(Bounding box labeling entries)
[BEGIN]

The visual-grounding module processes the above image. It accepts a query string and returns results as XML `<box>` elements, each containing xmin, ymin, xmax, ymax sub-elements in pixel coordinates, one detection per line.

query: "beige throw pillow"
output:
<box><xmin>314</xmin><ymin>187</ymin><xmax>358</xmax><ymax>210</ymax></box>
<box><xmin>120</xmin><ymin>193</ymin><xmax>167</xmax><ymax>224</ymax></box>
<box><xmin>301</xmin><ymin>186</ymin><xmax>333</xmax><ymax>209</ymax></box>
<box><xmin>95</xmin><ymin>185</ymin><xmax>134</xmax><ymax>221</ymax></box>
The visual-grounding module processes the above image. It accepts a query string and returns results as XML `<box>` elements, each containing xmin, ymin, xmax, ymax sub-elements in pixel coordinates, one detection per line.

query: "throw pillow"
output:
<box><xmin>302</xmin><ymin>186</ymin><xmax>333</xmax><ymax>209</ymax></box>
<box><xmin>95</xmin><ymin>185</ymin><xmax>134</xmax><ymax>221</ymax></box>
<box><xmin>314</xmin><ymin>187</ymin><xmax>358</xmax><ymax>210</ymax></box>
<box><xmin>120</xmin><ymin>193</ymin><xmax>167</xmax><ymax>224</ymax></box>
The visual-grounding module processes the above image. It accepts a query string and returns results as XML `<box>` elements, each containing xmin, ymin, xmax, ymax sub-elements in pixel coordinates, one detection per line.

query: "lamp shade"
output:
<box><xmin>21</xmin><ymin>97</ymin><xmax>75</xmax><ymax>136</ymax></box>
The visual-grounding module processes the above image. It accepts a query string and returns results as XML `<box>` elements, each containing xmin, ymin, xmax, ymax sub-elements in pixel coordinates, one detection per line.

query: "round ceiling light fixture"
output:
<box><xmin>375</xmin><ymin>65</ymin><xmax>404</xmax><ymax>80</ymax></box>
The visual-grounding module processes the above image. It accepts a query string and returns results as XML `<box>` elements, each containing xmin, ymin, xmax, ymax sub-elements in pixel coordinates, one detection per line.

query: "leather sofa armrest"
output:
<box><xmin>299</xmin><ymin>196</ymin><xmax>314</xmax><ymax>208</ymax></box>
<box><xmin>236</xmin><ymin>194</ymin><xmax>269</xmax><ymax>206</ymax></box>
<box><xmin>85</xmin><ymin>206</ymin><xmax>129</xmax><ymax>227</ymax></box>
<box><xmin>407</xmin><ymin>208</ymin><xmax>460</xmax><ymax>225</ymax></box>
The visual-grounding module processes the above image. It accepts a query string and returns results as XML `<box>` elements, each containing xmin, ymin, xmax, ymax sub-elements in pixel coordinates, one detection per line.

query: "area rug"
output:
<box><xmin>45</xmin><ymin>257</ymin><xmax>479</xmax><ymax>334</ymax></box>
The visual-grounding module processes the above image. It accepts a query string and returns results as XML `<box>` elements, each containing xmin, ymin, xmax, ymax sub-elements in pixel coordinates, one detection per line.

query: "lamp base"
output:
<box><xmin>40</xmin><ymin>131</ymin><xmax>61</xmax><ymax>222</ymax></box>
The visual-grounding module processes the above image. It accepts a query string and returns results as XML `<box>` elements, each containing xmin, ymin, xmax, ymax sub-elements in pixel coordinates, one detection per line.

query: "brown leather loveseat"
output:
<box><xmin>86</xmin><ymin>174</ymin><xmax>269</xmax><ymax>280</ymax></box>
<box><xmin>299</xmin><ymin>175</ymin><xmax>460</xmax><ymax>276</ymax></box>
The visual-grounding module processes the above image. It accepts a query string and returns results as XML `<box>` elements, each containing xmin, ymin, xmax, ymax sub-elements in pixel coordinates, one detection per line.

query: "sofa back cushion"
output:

[END]

(AIM OF THE EXERCISE) Extract from the records above every line that contains the string "throw", copying each such line in full.

(ANSWER FOR THIS EXERCISE)
query: "beige throw pillow"
query: "throw pillow"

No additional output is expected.